**Written tasks:**
A. In the Frantz film review, which actor plays the French soldier Adrien?
B. Carry on the Frantz film review from its final sentence.

Film Reviews, News & Competitions

 
 


 
WIN PRIZES!
 

Frantz

 
 
Film Information
 

Plot: In the aftermath of WWI, a young German who grieves the death of her fiancé in France meets a mysterious Frenchman who visits the fiancé's grave to lay flowers.
Release Date: 12th May 2017
Director(s): François Ozon
Cast: Pierre Niney, Paula Beer, Anton von Lucke
BBFC Certificate: 12A
Running Time: 114 mins
Country Of Origin: France, Germany
Language: French and German w. English subtitles
Review By: Paul Vernon
Film Genre: , ,
 
Film Rating
 
 
 
 
 
4/ 5


User Rating
no ratings yet

 

Bottom Line


At the backdrop of its more serious notions, Frantz ignites nostalgia in cinema's simplest and most beautiful visual form, a dance of light and shadow.


0
Posted May 10, 2017 by

 
Film Review
 
 

Frantz is the latest film from French director Francois Ozon; a sombre period drama shot in succulent black and white set in the aftermath of World War I. A French soldier, Adrien (Pierre Niney), places flowers on the grave of German soldier Frantz (Anton von Lucke) the deceased husband of Anna (Paula Beer) which begins a moralistic story of bereavement and forgiveness wrapped in notions of the time’s racism and paranoia in Germany. Adrien is the perfect stranger, with mystery surrounding his true memories and intentions towards his affection and affiliation for Frantz and ultimately Anna.

The film proves its cinematography accolades to be deserving throughout; it is emblazoned at the beginning of the film before its titles. Similarities to the elegance of Michale Haneke’s The White Ribbon (2009) and the work of esteemed cinematographers Gianni Di Vinanzo and Robbie Müller pervade. Where some films set themselves up to lose credibility for substance with an assumption of superficiality when touted for visual or technical proficiency and brilliance, Frantz is anything but shallow within its crafted characters and deep humanistic themes. There’s a delicate measured pace to the performances, like a tender poem being read with sincerity, watery-eyed and despite its sadness there’s actually a number of laughs in there too.

**Stored data:**
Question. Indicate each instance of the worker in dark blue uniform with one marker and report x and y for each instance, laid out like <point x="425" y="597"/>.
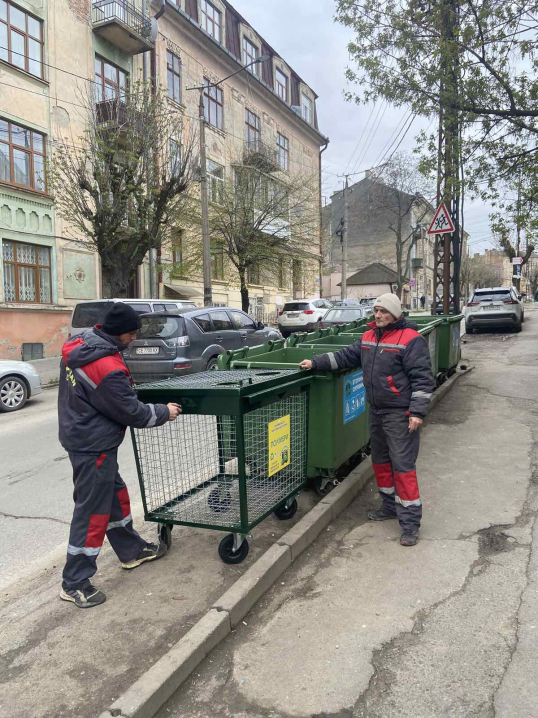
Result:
<point x="96" y="403"/>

**Results:**
A. Pierre Niney

B.
There is such quiet in the film; the sound of nature, the wind, trees and leaves – a trademark Ozon emptiness in the soundscape reminiscent of Swimming Pool (2003) is here. Ozon is a master at bringing distinct attention to this, filling the vacuum with subtlety making the sound apparent seem like silence. A major element to the film is its use of, and lack of, colour. A statement at the beginning with the image going from saturation into black and white teases that this will be a feature. The colour of course symbolises something but audiences should simply digest it as a sensory experience and not one necessary for analysis. The transitions back into colour saturation from monochrome feel oddly exposing to the ‘lie’ of cinema we’re taking part in and our window into the past. It is less natural than the black and white here, similar to “coloured” photos whose original states are changed from sepia into something modern the onlooker can relate to. The stripping of colour allows us to open ourselves to the moral clarity of the story, it’s bareness and lacking of warmth; Ozon’s measured controlled hand over his film craft.

It may be seen as a cliché but the film is an excellent story of life, death and everything between. At the backdrop of its more serious notions, Frantz ignites nostalgia in cinema’s simplest and most beautiful visual form, a dance of light and shadow. It delivers a modern message of hope within its self-inflicted innocence of the time and on the dilemmas of today.

 


Paul Vernon

 


0 Comments



Be the first to comment!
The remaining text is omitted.